:: Data in this exercise ::
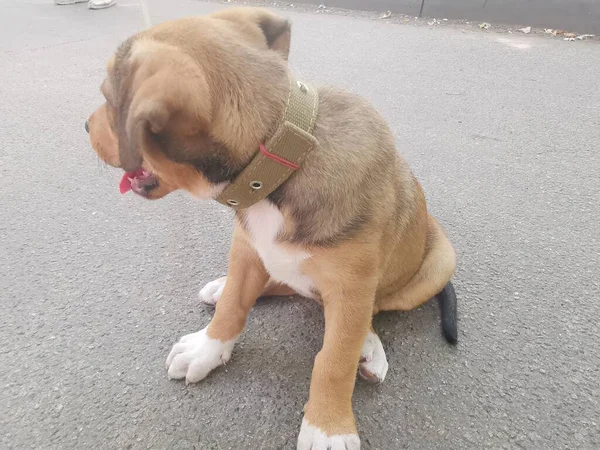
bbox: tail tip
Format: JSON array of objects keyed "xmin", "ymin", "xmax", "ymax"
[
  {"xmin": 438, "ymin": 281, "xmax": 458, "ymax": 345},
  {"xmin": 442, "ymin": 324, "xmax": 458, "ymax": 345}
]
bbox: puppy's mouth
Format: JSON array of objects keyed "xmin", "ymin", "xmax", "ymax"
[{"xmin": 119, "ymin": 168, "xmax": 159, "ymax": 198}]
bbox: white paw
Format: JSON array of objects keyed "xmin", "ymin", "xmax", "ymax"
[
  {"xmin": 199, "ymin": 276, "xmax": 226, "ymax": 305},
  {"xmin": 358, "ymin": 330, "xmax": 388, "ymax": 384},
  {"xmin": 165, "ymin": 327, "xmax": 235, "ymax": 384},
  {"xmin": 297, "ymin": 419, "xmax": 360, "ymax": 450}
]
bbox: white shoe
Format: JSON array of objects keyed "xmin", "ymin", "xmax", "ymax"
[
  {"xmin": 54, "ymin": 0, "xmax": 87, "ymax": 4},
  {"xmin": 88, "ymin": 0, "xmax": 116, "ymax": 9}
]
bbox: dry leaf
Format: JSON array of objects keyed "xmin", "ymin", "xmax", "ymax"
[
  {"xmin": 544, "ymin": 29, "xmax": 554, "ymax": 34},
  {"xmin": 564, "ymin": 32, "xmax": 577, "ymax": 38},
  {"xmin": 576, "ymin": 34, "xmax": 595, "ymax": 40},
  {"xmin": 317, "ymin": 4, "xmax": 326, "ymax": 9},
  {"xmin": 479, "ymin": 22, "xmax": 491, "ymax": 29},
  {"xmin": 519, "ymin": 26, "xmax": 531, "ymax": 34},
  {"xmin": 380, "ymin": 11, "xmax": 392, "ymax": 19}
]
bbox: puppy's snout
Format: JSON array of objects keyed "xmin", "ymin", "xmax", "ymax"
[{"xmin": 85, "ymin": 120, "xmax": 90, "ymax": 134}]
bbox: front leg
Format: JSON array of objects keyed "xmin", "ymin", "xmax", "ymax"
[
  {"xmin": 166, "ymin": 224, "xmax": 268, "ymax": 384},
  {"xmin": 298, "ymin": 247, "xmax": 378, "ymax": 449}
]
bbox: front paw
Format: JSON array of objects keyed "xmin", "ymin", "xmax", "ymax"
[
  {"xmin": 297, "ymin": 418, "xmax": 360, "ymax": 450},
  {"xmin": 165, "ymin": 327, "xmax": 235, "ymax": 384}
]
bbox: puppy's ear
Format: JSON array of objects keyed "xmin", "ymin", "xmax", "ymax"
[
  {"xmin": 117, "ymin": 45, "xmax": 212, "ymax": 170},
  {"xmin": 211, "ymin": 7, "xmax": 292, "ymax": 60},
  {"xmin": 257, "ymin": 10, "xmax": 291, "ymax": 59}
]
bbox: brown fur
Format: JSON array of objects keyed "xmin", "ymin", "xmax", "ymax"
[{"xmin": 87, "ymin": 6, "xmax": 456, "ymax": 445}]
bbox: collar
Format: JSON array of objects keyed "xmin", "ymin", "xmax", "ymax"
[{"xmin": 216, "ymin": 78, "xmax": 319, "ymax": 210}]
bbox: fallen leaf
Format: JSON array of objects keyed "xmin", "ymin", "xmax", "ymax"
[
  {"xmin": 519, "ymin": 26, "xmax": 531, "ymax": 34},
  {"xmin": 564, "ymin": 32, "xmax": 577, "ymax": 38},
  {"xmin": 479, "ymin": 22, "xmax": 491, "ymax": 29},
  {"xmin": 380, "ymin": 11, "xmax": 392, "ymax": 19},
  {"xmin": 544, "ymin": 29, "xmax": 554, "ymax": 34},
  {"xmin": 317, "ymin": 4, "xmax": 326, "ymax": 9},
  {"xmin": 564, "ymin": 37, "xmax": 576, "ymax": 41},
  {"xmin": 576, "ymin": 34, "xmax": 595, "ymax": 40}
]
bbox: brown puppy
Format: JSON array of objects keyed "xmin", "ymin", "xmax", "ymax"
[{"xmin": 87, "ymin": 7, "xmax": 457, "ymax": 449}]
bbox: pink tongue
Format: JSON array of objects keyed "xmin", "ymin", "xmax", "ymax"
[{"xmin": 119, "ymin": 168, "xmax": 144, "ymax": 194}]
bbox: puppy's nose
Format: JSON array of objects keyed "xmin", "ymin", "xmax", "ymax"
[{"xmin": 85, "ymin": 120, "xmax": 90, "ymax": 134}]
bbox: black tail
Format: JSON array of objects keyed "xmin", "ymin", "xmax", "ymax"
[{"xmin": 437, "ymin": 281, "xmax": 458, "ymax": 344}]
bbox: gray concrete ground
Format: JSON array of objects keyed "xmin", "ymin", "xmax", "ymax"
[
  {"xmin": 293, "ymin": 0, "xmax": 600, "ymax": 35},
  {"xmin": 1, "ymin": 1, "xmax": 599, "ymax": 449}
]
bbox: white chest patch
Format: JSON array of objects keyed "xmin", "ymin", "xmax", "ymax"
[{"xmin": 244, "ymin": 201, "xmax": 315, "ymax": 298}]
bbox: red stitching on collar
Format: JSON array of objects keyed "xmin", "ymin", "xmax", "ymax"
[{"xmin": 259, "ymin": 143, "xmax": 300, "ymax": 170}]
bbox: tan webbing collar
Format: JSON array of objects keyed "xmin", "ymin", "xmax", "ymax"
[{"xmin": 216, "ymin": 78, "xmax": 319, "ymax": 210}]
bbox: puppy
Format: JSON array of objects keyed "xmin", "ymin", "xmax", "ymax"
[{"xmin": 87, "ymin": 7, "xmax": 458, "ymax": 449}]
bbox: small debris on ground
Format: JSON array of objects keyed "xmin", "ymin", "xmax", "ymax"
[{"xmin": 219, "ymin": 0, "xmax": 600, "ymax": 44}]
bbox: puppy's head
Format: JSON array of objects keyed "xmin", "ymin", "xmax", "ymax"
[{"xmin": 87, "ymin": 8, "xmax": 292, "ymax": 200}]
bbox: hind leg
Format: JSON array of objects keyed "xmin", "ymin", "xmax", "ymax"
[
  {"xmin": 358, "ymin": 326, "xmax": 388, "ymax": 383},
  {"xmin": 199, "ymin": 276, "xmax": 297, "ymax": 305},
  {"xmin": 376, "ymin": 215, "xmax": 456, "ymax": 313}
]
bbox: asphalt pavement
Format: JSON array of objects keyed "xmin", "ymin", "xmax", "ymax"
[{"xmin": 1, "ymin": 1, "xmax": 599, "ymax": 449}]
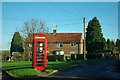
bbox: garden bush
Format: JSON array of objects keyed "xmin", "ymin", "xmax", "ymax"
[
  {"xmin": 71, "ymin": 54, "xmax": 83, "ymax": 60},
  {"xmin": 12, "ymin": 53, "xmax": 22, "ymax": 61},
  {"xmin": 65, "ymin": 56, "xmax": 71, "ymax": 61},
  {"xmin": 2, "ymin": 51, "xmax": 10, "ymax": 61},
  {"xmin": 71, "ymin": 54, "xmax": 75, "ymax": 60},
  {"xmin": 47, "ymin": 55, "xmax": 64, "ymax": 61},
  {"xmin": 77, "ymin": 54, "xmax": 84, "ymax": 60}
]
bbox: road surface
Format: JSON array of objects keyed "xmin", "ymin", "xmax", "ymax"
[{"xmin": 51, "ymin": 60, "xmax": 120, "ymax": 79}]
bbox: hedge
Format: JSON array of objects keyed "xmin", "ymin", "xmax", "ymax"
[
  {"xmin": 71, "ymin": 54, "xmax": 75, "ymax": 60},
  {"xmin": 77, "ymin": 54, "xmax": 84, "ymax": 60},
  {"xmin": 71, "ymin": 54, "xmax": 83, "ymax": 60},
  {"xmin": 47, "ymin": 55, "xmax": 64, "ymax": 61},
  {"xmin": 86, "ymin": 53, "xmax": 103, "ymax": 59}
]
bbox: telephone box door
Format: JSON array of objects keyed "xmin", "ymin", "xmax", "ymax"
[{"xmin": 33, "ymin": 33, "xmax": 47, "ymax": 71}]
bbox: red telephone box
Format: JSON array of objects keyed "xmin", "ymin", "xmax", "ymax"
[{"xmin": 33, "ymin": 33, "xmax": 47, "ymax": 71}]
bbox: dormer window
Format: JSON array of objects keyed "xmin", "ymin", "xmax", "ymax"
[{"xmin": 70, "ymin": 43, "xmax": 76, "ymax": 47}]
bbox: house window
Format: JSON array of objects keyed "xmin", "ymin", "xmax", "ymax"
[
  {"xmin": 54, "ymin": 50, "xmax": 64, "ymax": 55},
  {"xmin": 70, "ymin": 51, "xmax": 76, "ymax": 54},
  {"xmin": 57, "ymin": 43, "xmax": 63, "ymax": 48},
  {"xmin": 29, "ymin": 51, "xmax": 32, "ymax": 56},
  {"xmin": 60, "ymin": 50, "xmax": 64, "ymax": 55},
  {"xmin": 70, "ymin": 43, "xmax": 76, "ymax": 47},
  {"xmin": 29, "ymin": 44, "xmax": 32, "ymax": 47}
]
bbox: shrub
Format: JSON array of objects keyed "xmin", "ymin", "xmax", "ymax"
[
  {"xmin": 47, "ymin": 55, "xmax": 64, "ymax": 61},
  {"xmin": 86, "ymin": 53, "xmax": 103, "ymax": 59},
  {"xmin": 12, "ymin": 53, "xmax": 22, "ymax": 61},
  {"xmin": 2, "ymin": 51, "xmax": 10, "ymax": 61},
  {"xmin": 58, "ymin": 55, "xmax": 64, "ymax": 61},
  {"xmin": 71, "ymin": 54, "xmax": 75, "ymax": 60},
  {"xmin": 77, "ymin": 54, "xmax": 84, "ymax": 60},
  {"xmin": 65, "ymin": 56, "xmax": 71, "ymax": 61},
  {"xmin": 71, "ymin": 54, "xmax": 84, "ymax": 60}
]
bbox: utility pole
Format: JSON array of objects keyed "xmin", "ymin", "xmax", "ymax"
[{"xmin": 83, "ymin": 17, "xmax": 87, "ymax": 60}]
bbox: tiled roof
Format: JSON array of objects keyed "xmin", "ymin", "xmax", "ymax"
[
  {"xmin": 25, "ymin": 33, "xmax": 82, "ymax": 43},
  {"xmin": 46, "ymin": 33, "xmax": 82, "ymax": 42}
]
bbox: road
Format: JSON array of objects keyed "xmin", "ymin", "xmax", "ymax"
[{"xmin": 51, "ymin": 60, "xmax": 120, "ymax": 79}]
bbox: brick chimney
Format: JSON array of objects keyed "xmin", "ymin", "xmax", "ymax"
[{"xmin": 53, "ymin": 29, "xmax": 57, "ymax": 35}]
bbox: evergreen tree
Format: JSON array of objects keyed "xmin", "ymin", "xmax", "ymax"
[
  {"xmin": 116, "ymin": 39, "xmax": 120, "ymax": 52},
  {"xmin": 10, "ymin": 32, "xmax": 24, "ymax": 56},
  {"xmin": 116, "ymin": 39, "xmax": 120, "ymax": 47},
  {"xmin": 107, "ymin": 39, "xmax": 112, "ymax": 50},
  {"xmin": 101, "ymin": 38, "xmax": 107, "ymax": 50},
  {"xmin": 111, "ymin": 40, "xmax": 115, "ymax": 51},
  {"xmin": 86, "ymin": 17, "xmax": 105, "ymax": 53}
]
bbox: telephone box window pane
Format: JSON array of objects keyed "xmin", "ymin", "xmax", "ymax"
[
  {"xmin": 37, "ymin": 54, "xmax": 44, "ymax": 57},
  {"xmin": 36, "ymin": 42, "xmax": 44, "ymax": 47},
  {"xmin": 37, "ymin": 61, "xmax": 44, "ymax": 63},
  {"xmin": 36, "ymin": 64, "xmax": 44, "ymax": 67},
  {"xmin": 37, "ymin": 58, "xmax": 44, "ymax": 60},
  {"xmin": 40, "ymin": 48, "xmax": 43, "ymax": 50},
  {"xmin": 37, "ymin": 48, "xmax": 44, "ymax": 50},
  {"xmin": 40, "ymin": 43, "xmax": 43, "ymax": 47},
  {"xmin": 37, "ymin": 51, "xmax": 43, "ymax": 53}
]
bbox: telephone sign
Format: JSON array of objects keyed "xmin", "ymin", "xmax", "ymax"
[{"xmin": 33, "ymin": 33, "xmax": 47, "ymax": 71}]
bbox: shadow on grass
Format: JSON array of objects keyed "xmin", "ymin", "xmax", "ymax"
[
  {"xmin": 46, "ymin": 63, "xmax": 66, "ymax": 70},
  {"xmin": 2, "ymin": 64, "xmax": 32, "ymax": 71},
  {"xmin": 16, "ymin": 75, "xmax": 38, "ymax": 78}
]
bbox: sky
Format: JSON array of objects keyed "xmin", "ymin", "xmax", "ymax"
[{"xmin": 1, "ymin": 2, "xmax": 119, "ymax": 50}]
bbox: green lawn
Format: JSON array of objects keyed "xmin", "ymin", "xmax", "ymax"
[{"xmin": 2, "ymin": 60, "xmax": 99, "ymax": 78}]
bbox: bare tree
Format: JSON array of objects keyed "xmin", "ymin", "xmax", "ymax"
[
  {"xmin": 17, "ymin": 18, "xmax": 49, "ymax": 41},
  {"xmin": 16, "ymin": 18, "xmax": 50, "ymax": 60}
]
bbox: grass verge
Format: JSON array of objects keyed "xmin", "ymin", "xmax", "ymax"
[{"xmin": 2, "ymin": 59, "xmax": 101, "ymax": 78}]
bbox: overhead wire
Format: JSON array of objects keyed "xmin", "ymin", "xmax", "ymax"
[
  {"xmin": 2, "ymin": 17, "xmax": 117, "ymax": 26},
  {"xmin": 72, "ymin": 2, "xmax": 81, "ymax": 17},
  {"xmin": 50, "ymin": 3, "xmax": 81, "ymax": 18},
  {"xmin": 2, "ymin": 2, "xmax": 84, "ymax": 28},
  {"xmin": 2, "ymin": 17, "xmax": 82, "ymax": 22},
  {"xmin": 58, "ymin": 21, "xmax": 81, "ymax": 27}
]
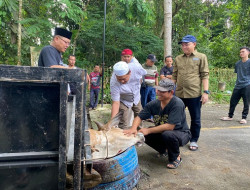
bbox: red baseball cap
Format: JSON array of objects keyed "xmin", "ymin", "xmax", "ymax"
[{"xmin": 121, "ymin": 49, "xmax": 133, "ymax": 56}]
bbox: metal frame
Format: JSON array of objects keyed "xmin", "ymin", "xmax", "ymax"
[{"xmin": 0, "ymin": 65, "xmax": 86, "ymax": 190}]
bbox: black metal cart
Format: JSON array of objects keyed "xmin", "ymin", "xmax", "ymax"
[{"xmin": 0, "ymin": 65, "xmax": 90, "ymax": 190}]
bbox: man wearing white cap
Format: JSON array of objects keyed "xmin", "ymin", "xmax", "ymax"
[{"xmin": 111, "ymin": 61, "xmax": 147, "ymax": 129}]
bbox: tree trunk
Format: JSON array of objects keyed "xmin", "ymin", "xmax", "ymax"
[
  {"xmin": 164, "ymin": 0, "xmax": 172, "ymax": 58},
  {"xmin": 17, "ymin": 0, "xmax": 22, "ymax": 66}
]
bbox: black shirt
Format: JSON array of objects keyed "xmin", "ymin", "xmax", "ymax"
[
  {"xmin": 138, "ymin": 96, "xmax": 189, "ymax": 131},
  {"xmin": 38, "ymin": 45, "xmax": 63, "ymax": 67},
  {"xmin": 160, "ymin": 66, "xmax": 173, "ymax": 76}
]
:::
• **Work instruction**: Out of the records above, pick each line that contains the string "telephone".

• **Answer for the task**:
bbox: telephone box door
bbox: red telephone box
bbox: telephone box window pane
bbox: telephone sign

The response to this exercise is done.